Exercise brief: Give every line from the entries that contains "outline".

Data listing:
————
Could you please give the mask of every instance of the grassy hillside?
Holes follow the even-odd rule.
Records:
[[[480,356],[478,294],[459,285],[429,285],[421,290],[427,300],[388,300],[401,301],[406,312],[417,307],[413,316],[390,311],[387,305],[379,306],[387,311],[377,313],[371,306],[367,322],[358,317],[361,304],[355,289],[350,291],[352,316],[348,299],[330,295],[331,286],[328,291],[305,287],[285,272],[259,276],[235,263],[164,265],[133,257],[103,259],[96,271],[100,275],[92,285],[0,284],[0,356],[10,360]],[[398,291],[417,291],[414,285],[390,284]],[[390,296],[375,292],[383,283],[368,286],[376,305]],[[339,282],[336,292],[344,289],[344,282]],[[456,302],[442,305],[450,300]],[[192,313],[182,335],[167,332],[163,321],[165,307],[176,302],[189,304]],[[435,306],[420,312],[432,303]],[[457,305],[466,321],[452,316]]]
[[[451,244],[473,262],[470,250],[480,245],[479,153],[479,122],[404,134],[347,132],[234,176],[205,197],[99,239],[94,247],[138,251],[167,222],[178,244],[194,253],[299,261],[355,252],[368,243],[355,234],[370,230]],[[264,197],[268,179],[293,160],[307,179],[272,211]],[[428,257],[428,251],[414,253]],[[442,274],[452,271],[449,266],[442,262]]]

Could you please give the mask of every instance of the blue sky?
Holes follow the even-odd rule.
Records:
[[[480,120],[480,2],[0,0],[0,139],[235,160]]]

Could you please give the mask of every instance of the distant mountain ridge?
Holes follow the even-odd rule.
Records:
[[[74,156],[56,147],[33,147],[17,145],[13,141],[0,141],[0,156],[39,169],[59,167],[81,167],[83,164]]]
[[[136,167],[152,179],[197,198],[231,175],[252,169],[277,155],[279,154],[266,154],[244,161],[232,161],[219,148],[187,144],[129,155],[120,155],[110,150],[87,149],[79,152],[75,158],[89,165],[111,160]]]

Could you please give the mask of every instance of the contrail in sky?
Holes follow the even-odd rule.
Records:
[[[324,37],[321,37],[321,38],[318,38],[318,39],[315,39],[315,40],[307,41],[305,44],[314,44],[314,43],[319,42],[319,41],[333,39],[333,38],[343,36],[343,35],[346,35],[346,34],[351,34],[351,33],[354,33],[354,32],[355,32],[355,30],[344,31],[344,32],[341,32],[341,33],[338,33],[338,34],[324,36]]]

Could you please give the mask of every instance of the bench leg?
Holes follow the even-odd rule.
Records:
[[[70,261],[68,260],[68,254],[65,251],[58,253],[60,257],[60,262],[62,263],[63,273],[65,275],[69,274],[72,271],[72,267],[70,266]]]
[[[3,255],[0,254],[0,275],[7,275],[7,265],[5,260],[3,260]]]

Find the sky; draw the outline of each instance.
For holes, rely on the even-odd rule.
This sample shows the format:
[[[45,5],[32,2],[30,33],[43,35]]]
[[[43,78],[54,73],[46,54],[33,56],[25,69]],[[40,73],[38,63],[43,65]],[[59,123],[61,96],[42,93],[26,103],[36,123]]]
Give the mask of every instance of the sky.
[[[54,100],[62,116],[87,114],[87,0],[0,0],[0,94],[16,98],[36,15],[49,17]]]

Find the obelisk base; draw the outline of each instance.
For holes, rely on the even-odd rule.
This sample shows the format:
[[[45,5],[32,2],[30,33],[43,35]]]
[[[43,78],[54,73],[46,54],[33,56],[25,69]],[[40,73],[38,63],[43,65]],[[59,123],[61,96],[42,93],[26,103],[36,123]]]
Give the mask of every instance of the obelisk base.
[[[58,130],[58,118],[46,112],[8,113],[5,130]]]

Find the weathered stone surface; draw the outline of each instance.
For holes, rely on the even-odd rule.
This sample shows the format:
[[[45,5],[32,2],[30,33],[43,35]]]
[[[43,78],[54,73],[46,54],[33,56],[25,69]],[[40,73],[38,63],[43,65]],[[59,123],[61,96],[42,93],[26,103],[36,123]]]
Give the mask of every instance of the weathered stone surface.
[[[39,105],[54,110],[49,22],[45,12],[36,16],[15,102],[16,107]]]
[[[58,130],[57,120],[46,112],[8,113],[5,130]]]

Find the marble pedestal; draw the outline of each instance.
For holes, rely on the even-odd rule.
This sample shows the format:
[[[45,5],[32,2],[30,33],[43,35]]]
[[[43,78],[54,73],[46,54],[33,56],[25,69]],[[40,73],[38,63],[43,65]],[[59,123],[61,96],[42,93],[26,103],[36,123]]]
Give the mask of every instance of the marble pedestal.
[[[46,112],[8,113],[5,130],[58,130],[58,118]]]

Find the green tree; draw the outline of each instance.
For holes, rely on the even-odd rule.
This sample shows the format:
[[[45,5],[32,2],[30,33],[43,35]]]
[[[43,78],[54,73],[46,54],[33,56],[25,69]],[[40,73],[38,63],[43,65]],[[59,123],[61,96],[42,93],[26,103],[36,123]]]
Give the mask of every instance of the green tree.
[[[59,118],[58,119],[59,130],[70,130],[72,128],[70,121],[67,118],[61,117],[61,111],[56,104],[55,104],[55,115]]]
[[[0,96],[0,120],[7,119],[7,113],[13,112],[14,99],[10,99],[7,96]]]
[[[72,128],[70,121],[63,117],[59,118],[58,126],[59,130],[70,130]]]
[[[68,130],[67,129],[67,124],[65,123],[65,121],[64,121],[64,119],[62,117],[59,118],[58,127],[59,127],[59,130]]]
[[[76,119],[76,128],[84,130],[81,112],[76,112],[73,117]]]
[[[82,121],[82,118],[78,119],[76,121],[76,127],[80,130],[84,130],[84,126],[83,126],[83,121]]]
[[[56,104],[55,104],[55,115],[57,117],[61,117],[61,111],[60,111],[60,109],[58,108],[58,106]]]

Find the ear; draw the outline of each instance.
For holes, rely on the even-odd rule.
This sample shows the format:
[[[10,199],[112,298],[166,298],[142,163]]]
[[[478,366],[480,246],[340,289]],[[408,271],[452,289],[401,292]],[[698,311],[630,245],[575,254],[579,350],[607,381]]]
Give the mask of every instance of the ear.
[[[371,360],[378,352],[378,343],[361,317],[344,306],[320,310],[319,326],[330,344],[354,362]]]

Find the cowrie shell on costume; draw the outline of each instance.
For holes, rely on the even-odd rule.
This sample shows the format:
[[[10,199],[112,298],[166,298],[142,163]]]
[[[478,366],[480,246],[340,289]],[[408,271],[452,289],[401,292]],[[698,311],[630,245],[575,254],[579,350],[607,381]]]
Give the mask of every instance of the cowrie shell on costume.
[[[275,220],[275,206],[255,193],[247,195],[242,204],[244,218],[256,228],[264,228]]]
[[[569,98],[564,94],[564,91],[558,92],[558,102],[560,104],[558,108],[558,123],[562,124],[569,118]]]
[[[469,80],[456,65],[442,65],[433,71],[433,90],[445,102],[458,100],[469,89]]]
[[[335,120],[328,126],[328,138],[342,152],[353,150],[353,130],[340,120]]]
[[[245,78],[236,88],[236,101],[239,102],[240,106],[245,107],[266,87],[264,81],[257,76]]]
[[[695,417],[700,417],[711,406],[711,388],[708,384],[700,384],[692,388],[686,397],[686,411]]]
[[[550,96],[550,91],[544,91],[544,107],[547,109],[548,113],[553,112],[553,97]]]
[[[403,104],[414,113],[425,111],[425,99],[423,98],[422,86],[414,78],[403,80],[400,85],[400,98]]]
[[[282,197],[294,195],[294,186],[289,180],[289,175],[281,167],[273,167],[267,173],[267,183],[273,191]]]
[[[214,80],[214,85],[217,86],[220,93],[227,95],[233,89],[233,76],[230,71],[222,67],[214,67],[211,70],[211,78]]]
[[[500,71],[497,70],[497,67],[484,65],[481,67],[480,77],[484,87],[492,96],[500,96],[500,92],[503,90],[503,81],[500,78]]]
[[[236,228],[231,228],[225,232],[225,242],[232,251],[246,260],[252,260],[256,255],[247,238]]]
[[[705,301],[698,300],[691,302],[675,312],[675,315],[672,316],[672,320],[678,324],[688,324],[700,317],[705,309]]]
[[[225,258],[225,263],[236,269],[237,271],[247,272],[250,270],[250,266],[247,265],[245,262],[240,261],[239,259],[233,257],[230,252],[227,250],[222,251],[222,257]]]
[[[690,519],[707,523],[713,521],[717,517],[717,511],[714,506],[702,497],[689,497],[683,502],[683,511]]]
————
Task response:
Find the sky; draw the outline of each instance.
Find the obelisk base; draw the outline of each instance.
Find the weathered stone surface; draw the outline of each instance.
Find the marble pedestal; draw the outline of each instance.
Find the green tree; draw the outline of each instance.
Find the ear; draw the outline of each instance.
Find the cowrie shell on costume; draw the outline of each instance.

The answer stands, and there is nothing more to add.